=== GIVEN TEXT ===
----------
Middle English apostasie, from Late Latin apostasia, from Greek, literally, revolt, from aphistasthai to revolt, from apo- + histasthai to stand

Definitions

Description

Apostasy (pronounced /əˈpɒstəsi/) is the formal religious disaffiliation, abandonment, or renunciation of one's religion, especially if the motive is deemed unworthy. In a technical sense, as used sometimes by sociologists without the pejorative connotations of the word, the term refers to renunciation and criticism of, or opposition to, one's former religion. One who commits apostasy is an apostate, or one who apostatizes. The word derives from Greek αποστασία (apostasia), meaning a defection or revolt, from απο, apo, "away, apart", στάσις, stasis, "stand", "standing". The term is sometimes also used to refer to renunciation of a belief or cause by (generally facetious) extension of the religious connotation, such as in reference to a political party or a sports team.
----------
=== ROWS ===
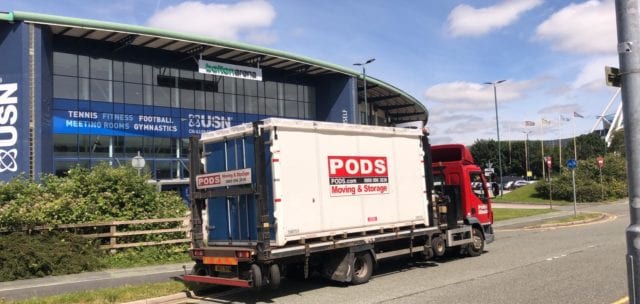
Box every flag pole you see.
[540,118,547,180]
[558,114,563,172]
[509,125,511,166]
[573,114,578,161]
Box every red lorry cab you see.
[431,144,493,242]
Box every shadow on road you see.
[191,251,486,304]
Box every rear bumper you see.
[482,224,496,244]
[178,275,251,288]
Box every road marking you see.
[495,212,618,232]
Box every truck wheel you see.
[467,227,484,257]
[351,252,373,285]
[431,236,447,257]
[251,264,262,291]
[269,264,280,290]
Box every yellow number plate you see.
[214,265,231,272]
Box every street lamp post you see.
[353,58,376,125]
[522,131,531,180]
[485,79,506,197]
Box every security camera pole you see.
[615,0,640,304]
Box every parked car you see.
[511,179,532,189]
[504,181,515,190]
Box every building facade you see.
[0,12,428,185]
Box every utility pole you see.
[615,0,640,304]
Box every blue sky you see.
[0,0,619,144]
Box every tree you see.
[609,129,627,157]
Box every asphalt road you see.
[188,204,629,304]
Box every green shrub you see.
[535,154,628,202]
[0,163,187,230]
[0,232,103,281]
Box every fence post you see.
[109,222,117,254]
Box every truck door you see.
[467,171,491,224]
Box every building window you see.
[52,52,315,178]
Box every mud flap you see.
[322,252,355,282]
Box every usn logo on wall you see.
[0,83,18,173]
----------
=== JOBS ===
- a) According to the text on apostasy, what is a person who commits apostasy called?
- b) Summarize the text on apostasy in two sentences.
- c) Pick up the text on apostasy after its final sentence and continue it.

=== RESPONSE LIST ===
- a) An apostate.

- b) Apostasy is the formal abandonment or renunciation of one's religion, especially when the motive is deemed unworthy. The word comes through Late Latin from the Greek apostasia, meaning defection or revolt, and is sometimes extended to renouncing other beliefs or causes, such as a political party or a sports team.

- c)
Apostasy is generally not a self-definition: very few former believers call themselves apostates and they generally consider this term to be a pejorative. Many religious movements consider it a vice (sin), a corruption of the virtue of piety in the sense that when piety fails, apostasy is the result. Unlike apostasy, heresy is the rejection or corruption of certain doctrines, not the complete abandonment of one's religion. Heretics claim to still be following a religion (or even to be the "true believers"), whereas apostates reject it entirely.

Many religious groups and some states punish apostates. Apostates may be shunned by the members of their former religious group or worse. This may be the official policy of the religious group or may happen spontaneously. A church may in certain circumstances respond to apostasy by excommunicating the apostate, while some Abrahamic scriptures (Judaism: Deuteronomy 13:6-10) and Islam: al-Bukhari, Diyat, bab 6) demand the death penalty for apostates, although capital punishment for any offense is no longer permitted under Judaism.

Sociological definitions

The American sociologist Lewis A. Coser (following the German philosopher and sociologist Max Scheler) holds an apostate to be not just a person who experienced a dramatic change in conviction but “a man who, even in his new state of belief, is spiritually living not primarily in the content of that faith, in the pursuit of goals appropriate to it, but only in the struggle against the old faith and for the sake of its negation."

The American sociologist David G. Bromley] defined the apostate role as follows and distinguished it from the defector and whistleblower roles.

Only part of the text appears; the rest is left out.